• _STATED PROBLEM_
Extract the passage of the DataOps API tutorial below, from "Step 3. Python" up to and including "Python notebook IDE.".

• _TEXT_

++++++++++

In this tutorial, we provide a step-by-step guide on using the Distributed AI Federated DataOps API to solve the data challenges and for performing data quality on text and categorical column data and label management methods in tabular formats used for machine learning tasks such as data assessment and remediation.

Following is a complete Python notebook to help you get started using the API. This tutorial also covers a few basic steps such as getting access to a trial subscription of Distributed AI APIs on the IBM API Hub platform

The tutorial uses a Python notebook, which you can run in your preferred IDE.

Prerequisites

To complete this tutorial, you need:

  • An IBM ID
  • Python 3.8
  • Python notebook IDE

Estimated time

It should take you approximately 30 minutes to complete this tutorial.

Steps

Step 1. Environment setup

To set up your environment:

  1. Navigate to the Distributed AI APIs documentation page, and click Get trial subscription.

    Trial subscription

  2. Log in on the registration page if you already have an IBM ID. Otherwise, create a new IBM ID for yourself.

  3. After you log in, the system entitles you with a trial subscription and takes you to the My IBM page. Locate the Trial for Distributed AI APIs tile, and click Launch.

  4. On the My APIs page, click the Distributed AI APIs tile. When the page opens, locate the Key management section, expand the row to see both the Client ID and Client secret, and click the visibility (eye) icon to reveal the actual values. Make a note of these values because they are the API keys you use throughout this tutorial.

    Key management

  1. Create a config.json file with the API key values that you received.

     {  
          "x-ibm-client-id":  "REPLACE_THIS_WITH_YOUR_CLIENT_ID",
          "x-ibm-client-secret": "REPLACE_WITH_YOUR_CLIENT_SECRET"
     }
    
  2. Install a requests Python package using pip.

     pip install torch
    

Step 2. Invoke Distributed AI Federated DataOps API

On the API documentation page, look for Distributed AI Federated DataOps API.

Federated DataOps API

Step 3. Python notebook example

The example Python notebook analyzes, remediates, and curates quality data that is ready for the AI pipline. Step through the Python notebook code in your preferred Python notebook IDE.

The Federated DataOps API is a collection of library functions that are used to perform data quality on data sets used for machine learning and business intelligence tasks such as data assessment and remediation. The functions used in this notebook example are data and label management methods that are used for quality assessment and remediation for text and categorical columns in tabular data sets.

Methods for data and label management are:

  • Model Creation: Creates a fasttext model to learn the relationship between column values in the data set to validate or impute data
  • Data Validation: Determines if data input is out of vocabulary (that is, not present in the data set)
  • Data Imputation: Offers remediation to impute null column values
  • Data Noise: Identifies data inputted in the incorrect column
Import libraries for calling APIs and model creation
import requests
import pickle
import json
import os

Data/label management requirements

The data/label management functions expect a pretrained fasttext model and a tabular data set (in a .csv format) to use many of the library functions. To create a fasttext model, you can use the generate_nlp api provided by this library, but first you must provide part of the data set to be used as the corpus. This can either be a subset of the data carefully curated for quality samples or a subset generated as part of the test set.

++++++++++

• _DATASET ENTRIES_
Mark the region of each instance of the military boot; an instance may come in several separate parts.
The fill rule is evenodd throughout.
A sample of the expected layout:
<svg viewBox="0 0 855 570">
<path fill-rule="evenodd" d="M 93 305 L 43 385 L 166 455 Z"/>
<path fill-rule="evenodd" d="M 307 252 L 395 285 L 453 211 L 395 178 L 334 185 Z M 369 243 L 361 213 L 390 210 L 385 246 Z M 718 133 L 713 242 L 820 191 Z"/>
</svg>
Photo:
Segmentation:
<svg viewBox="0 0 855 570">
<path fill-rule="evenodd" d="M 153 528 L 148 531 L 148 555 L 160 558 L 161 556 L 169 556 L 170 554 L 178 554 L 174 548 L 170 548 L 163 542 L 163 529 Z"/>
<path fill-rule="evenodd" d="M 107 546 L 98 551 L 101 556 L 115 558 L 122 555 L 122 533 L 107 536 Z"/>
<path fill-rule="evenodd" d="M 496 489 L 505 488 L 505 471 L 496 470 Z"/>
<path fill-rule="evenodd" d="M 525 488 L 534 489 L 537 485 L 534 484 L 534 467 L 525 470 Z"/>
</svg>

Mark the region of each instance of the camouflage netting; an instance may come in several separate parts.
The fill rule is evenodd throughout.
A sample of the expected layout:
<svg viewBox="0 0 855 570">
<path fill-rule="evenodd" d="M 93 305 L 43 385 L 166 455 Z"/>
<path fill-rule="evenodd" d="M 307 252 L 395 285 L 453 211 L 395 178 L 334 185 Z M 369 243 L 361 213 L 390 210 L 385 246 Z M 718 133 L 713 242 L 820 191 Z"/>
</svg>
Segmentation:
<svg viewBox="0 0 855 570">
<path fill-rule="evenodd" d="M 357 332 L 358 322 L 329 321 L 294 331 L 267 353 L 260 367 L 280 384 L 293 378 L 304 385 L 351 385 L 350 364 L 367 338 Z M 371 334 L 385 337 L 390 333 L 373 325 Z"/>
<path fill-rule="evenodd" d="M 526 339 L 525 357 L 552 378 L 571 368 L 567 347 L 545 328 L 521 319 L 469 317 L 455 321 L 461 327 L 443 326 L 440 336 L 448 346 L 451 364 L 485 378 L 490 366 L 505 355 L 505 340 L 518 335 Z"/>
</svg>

++++++++++

• _CORRECT OUTPUT_
Step 3. Python notebook example

The example Python notebook analyzes, remediates, and curates quality data that is ready for the AI pipline. Step through the Python notebook code in your preferred Python notebook IDE.